La Fondation Rosa Luxembourg (RLS), qui maintient des liens
étroits avec le Parti de Gauche allemand, a annulé en catimini une réunion
publique où devait intervenir l'universitaire américain expert de la politique
et de l'histoire israélienne, Norman Finkelstein. Cette réunion devait avoir
lieu le 26 février au siège de la fondation à Berlin.
Le professeur Finkelstein, universitaire américain d'origine
juive, est connu pour ses critiques tranchantes de la politique
israélienne. Fils de survivants de l'Holocauste, Finkelstein fait partie
du nombre grandissant d'universitaires juifs qui ont réalisé un apport
appréciable à l'étude de l'histoire d'Israël. Il est la cible d'une
opposition intarissable de la part de forces pro-israéliennes et de droite.
En particulier, Finkelstein a été la cible d'attaques
personnelles pour son opposition à l'utilisation de l'accusation
d'antisémitisme comme moyen de faire taire les critiques des violations des
droits de l'Homme et du droit international commises par Israël.
Ce professeur de sciences politiques de 55 ans est surtout
connu pour un livre publié en 2000, L'industrie de l'Holocauste, qui
affirme que l'Holocauste a été exploité dans un but – soutien à l'Etat d'Israël
et demande de réparations pécuniaires - qui n'a rien à voir avec la vérité
historique ou la révélation de la politique génocidaire des nazis.
Finkelstein a également critiqué dans ses écrits le livre de
Daniel Goldhagen, Hitler's Willing Executionners, lequel tente de
démontrer que l'Holocauste était la conséquence d'un antisémitisme inhérent au
peuple allemand dans son ensemble.
En 2007, Finkelstein s'est vu retirer son poste à
l'Université DePaul de Chicago, où il enseignait depuis 6 ans, et ce malgré le
soutien reçu de la part de son département, de ses étudiants et de la faculté
de cette université à laquelle il appartenait, à la suite de pressions de la
part d'opposants à ses idées, et en premier lieu des sionistes en vue.

==================================================

## Consigne
Selon l'extrait, à quelle date et en quel lieu devait se tenir la réunion annulée par la Fondation Rosa Luxembourg ?

==================================================

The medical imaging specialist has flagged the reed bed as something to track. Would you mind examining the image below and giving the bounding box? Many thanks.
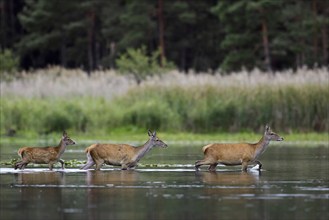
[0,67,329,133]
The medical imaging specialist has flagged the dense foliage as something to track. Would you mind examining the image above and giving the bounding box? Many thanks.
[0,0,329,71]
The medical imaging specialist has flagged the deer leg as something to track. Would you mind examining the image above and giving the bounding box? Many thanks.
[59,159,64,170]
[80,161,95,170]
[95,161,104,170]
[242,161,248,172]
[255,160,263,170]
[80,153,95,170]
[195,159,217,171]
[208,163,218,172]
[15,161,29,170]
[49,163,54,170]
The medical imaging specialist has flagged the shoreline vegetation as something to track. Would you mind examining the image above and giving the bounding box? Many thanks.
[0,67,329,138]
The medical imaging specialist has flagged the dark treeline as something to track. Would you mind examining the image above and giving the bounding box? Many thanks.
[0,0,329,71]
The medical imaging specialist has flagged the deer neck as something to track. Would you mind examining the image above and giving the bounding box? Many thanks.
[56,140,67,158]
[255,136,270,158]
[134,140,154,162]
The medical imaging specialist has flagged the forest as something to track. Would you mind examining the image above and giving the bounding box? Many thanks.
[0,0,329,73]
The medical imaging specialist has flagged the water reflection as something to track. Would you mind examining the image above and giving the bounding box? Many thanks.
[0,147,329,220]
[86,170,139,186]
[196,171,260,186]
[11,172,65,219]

==================================================

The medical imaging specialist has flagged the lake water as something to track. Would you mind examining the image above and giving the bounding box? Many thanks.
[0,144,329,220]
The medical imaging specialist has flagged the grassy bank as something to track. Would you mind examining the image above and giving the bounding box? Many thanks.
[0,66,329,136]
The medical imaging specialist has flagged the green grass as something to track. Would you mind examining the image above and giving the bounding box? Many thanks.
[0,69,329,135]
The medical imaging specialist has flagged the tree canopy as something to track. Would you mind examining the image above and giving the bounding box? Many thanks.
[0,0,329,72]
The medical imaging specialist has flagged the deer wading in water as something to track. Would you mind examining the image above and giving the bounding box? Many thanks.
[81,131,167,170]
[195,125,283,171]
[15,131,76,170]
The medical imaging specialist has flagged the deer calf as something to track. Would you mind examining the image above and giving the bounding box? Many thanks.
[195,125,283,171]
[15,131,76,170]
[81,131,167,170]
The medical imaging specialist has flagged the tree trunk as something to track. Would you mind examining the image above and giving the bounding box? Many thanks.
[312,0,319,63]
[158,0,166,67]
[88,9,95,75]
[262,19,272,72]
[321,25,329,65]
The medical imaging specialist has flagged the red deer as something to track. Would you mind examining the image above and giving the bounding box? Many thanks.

==================================================

## Réponse
Le 26 février, au siège de la fondation à Berlin.